Stored data entries
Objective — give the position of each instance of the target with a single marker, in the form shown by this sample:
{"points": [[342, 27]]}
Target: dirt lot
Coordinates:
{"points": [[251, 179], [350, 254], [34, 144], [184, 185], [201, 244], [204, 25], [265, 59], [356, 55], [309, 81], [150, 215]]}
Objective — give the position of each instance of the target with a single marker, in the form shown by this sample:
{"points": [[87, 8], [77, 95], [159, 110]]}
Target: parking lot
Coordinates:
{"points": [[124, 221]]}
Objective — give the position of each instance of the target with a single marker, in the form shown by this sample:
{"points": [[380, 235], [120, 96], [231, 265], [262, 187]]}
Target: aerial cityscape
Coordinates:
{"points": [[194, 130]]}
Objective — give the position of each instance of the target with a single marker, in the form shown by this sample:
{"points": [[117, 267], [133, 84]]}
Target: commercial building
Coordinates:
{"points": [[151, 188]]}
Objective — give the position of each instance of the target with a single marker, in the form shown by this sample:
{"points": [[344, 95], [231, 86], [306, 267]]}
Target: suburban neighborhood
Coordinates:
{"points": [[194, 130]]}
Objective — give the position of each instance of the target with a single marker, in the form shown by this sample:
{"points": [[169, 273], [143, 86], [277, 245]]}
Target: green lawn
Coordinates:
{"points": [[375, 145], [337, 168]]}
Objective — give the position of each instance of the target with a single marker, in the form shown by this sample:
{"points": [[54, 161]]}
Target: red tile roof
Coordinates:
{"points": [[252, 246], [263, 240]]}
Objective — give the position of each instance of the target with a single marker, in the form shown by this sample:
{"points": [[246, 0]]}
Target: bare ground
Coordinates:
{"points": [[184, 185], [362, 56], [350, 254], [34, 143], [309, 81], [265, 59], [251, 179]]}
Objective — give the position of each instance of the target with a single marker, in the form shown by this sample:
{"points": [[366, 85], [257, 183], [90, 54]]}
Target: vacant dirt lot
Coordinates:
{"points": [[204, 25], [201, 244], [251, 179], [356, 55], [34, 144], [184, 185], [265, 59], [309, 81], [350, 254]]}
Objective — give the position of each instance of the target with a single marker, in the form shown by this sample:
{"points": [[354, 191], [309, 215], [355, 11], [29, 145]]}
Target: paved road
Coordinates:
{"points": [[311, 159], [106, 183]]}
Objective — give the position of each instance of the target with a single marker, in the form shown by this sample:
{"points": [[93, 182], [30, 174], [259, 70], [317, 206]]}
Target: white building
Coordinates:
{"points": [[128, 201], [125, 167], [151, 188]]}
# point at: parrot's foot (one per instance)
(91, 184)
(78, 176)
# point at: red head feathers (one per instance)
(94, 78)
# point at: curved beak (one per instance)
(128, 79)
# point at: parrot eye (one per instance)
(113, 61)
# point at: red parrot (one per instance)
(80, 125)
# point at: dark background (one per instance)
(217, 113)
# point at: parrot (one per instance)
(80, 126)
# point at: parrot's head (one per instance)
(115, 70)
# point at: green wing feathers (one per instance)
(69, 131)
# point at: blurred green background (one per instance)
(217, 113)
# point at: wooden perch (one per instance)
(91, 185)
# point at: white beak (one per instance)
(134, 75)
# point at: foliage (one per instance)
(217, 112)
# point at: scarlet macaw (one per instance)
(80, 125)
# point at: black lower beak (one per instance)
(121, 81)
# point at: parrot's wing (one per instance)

...

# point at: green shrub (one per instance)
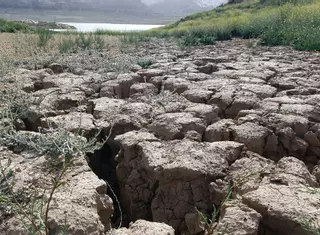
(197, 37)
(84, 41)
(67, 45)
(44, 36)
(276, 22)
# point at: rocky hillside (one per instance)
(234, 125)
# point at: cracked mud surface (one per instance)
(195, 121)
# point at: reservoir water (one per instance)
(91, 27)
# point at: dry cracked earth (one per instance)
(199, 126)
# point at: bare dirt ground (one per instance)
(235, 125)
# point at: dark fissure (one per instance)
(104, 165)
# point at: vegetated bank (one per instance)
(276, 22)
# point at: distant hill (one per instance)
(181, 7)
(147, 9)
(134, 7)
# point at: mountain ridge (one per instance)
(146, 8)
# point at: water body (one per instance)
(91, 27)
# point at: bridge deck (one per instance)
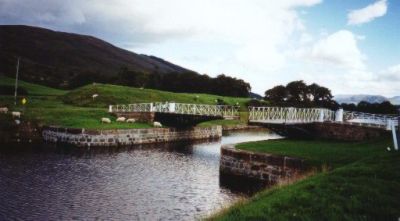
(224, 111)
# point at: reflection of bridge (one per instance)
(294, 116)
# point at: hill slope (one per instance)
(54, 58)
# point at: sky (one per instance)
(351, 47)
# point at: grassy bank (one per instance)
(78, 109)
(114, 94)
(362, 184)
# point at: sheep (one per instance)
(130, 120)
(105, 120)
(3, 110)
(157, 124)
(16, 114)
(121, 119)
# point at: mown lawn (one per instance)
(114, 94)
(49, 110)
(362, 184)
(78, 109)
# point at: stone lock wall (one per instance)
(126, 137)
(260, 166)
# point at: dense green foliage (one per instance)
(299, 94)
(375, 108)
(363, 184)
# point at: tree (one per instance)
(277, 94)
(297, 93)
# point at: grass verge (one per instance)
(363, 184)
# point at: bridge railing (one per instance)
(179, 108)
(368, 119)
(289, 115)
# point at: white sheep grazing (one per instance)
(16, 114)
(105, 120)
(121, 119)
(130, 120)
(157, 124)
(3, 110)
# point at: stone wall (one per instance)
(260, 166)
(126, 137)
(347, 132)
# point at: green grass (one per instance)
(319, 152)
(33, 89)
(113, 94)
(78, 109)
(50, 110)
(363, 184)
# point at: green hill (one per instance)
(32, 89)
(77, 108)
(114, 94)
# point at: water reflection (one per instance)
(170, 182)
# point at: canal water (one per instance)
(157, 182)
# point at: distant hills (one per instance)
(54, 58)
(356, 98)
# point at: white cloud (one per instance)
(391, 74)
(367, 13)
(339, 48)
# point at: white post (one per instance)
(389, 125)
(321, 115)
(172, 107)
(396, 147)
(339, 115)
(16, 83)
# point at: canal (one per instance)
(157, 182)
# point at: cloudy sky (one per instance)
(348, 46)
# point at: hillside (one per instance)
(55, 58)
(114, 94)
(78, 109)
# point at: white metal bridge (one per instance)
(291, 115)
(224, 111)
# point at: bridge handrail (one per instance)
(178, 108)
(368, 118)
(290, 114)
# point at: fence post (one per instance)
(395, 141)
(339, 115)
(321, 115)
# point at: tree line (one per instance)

■ Exercise instructions: All that belongs in the answer is the run of lines above from the line containing "# point at: scarlet macaw (one per instance)" through the line containing "# point at: parrot's wing (one per instance)", exactly as written.

■ Response:
# point at: scarlet macaw (one per instance)
(80, 125)
# point at: black lower beak (one per instance)
(121, 81)
# point at: parrot's wing (one per instance)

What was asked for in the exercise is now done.